▶ O QUE FAZER
Transcreva o trecho da crónica sobre as casas da Câmara de Lisboa que vai de "É uma casa portuguesa, com" até "Raspas de nada!", inclusive.

Au Bonheur des Dames 140

d'oliveira, 29.09.08

É uma casa portuguesa, com certeza...

Eu andei a fugir deste tema como o Demo da Cruz. É que, leitoras gentis e pacientes, eu faço parte dum pequeno clube, o clube dos camelos com três bossas de que foi fundador e presidente perpétuo o Rui Feijó e secretario geral o que abaixo se assina. Para ser membro do clube apenas era preciso ser português, ter vergonha na cara e acreditar que há limites que não se ultrapassam.
Os sócios não abunda(va)m, como calcularão. E com a morte do Rui, o clube periclita mas mantêm-se.
Portanto, eu a fugir de falar das casinhas lisboetas, acreditando que grande parte dos beneficiários viria dizer das suas razões, entregar as casas, desculpem lá qualquer coisinha, mas nada. Raspas de nada!
Ora pratiquemos: a Câmara de Lisboa, ao longo os últimos trinta anos (ou mais...) foi recebendo andares, apartamentos de diversos tamanhos nos mais diferentes locais da cidade. As notícias avançam que há 3.200 habitações nestas condições. Pelo menos!
Ou seja Lisboa, melhor dizendo a sua autocrática Câmara, teve ao seu dispor 3200 chaves para premiar, oferecer, recusar, emprestar, barganhar, uns milhares de cidadãos escolhidos a esmo entre conhecidos, edis, artistas, motoristas, desgraçadinhos, protegidos, coristas, arrivistas e eleitores. Três mil e duzentos “chefes de família”. Eleitores como já se disse. Beneficiados sem um motivo claro, dentre o montão de postulantes.
E quem é que dava o bodo aos pobres? Pois a vereadora da habitação sendo certo que o senhor presidente da Câmara saberia disso ou pelo menos não desconheceria a prática. Prática que vem de longe como a fama do brandy Constantino.
Não estamos a falar dos bairros sociais onde (Camelo de 3 bossas), julgo, haverá regras mais conformes com o Direito e a Justiça. Estamos a falar de “um património disperso”, proveniente de contra-partidas entregues à CML (e porventura a mais câmaras no país...) sobre o qual não há controle de qualquer espécie. Aliás não se sabe exactamente quantas habitações existem, onde estão localizadas, quem as usa (e abusa), quanto valem no mercado, quanto rendem, em que estado de conservação estão. O relatório onde esses dados constam não foi entregue à CML porque esta não o pagou!!!
Eu sou proprietário em Lisboa. Com a minha excelente Mãe e o meu não menos excelente irmão. Temos a (des)dita de ser donos de três prédios em bom estado, nos quais apesar das rendas miseráveis que recebemos sempre fizemos obras, mesmo quando a CML não o impôs. É que, camelos com três bossas (desculpa lá Mãe, desculpa lá irmão) sempre entendemos que devíamos algum respeito à cidade, aos inquilinos e a nós próprios.

▶ REGISTOS FORNECIDOS

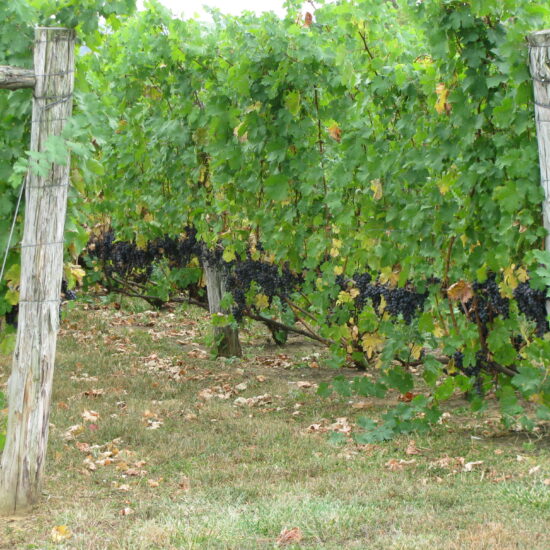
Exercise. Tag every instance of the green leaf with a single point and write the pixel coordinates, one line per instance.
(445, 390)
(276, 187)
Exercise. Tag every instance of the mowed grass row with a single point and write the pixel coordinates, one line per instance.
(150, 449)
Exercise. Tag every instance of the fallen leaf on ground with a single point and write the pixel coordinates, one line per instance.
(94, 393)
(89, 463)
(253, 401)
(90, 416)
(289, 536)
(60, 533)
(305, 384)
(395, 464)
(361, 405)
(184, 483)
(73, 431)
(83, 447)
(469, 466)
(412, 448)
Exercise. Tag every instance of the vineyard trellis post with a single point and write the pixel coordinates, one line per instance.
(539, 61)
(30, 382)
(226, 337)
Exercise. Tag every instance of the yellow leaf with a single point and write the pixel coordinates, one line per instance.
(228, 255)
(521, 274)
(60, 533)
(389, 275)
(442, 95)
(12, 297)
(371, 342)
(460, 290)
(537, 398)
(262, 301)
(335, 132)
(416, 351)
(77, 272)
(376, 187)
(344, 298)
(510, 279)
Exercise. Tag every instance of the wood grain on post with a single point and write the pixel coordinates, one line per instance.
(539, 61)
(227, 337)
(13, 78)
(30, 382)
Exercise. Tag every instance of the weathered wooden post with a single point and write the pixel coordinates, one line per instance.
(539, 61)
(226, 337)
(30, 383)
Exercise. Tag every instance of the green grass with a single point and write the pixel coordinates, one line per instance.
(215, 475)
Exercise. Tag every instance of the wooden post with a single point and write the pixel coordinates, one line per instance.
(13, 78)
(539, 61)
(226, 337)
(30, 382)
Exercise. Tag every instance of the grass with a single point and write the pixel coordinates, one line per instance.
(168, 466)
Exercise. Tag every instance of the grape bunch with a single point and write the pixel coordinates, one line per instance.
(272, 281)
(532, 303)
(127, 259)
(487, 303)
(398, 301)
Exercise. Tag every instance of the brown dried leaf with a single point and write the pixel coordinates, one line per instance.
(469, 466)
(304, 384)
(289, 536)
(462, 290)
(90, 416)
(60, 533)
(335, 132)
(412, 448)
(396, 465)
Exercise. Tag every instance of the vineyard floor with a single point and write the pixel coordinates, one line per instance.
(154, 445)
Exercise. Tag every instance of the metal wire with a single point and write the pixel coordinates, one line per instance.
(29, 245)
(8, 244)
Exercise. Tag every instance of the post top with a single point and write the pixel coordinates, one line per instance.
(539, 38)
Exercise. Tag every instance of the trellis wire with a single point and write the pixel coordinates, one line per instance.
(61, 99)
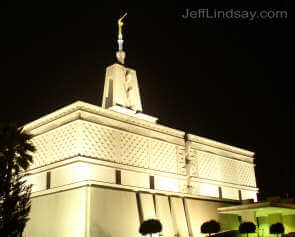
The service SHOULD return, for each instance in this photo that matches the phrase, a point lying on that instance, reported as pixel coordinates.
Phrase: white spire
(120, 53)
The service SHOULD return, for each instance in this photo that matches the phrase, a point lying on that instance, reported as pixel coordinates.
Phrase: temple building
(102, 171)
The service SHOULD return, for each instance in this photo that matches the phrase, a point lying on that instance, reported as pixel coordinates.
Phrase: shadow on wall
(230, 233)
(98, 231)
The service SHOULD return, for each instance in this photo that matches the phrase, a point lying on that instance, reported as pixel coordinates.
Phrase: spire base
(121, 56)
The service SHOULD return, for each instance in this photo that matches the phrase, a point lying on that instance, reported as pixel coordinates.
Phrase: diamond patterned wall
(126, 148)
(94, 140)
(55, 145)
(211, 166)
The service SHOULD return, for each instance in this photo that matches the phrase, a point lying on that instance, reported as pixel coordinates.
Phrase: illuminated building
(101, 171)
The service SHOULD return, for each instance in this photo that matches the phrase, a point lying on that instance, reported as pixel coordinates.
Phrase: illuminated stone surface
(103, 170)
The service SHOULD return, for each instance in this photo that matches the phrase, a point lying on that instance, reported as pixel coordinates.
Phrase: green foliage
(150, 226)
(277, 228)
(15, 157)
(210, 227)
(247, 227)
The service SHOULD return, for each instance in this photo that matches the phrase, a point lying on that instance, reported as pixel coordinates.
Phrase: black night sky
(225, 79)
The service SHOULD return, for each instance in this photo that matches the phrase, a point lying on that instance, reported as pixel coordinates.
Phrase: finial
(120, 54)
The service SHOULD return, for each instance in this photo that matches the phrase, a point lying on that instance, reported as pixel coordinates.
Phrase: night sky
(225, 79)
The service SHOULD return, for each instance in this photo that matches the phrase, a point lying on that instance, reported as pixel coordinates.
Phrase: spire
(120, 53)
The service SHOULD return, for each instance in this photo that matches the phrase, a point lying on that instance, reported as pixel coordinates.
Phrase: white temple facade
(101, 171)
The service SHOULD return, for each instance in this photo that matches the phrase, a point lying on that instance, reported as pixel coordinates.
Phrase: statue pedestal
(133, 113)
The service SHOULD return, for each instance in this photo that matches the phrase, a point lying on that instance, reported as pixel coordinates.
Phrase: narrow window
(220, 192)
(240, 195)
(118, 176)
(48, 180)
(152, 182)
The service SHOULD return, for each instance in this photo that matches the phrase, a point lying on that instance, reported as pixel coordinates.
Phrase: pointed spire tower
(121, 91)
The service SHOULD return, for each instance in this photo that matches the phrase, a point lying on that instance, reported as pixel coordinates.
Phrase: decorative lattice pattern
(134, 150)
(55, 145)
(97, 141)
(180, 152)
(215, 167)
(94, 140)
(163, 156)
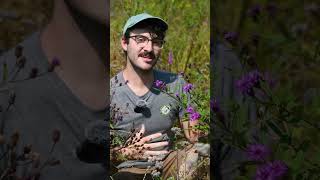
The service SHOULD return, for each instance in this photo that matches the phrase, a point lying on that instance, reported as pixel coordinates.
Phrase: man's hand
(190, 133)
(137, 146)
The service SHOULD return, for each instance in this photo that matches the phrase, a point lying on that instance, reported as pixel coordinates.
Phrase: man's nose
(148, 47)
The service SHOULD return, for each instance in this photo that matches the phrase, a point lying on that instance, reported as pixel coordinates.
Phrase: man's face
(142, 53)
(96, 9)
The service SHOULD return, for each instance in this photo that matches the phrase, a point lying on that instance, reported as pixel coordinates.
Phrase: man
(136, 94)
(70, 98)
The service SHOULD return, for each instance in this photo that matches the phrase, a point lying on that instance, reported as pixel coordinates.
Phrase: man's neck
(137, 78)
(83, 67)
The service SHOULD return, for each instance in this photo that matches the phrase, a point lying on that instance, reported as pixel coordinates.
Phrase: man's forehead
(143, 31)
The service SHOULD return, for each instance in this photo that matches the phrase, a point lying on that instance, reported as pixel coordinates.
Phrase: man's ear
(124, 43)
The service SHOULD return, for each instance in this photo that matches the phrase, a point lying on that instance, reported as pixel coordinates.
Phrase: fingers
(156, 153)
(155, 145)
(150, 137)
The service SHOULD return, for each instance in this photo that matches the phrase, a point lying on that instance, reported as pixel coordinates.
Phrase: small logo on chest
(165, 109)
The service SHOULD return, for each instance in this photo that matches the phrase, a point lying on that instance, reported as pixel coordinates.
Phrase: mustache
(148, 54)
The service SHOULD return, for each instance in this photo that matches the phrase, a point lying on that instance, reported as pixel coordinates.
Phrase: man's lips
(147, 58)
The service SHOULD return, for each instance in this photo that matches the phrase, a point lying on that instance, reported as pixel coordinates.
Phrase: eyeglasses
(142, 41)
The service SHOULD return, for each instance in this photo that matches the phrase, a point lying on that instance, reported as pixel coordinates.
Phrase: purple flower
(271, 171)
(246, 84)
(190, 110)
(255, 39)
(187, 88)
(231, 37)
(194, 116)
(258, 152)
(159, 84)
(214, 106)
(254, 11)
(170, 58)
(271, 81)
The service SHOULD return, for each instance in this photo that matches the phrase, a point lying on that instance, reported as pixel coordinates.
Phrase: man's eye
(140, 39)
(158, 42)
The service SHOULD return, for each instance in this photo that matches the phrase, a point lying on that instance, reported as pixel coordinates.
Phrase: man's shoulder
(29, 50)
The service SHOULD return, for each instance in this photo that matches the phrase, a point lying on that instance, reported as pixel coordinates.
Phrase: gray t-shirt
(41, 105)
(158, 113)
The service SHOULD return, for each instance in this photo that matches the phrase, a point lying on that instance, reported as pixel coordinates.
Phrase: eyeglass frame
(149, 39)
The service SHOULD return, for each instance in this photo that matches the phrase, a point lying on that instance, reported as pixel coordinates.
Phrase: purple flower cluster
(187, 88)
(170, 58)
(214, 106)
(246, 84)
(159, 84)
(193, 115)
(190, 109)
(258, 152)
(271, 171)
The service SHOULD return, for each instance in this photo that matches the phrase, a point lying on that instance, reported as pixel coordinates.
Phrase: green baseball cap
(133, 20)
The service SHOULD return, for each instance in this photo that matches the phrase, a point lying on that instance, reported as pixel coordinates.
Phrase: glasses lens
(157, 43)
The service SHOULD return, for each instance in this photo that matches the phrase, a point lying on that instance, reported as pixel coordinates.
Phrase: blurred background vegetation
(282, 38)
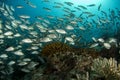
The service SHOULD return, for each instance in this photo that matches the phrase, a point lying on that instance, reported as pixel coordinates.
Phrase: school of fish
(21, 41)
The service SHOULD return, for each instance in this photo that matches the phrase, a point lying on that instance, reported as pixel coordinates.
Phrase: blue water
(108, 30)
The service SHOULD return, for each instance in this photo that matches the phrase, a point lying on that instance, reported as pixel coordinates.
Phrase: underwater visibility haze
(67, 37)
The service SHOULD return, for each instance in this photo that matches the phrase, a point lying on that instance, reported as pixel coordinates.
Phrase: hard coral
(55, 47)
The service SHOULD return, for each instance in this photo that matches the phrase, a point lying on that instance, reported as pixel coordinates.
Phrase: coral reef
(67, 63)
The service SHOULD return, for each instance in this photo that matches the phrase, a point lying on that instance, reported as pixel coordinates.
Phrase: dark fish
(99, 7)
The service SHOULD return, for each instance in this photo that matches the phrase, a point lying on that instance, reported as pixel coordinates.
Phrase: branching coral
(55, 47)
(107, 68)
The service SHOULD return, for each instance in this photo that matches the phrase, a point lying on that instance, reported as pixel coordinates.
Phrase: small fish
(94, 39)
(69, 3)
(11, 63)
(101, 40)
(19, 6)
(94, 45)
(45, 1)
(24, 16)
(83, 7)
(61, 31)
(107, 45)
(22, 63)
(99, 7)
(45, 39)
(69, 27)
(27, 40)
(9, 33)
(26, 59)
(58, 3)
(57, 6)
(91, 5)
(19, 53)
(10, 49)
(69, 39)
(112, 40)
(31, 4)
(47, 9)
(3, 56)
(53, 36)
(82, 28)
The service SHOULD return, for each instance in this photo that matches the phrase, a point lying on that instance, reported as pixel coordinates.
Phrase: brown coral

▶ RESPOSTA COMPLETA
É uma casa portuguesa, com certeza...

Eu andei a fugir deste tema como o Demo da Cruz. É que, leitoras gentis e pacientes, eu faço parte dum pequeno clube, o clube dos camelos com três bossas de que foi fundador e presidente perpétuo o Rui Feijó e secretario geral o que abaixo se assina. Para ser membro do clube apenas era preciso ser português, ter vergonha na cara e acreditar que há limites que não se ultrapassam.
Os sócios não abunda(va)m, como calcularão. E com a morte do Rui, o clube periclita mas mantêm-se.
Portanto, eu a fugir de falar das casinhas lisboetas, acreditando que grande parte dos beneficiários viria dizer das suas razões, entregar as casas, desculpem lá qualquer coisinha, mas nada. Raspas de nada!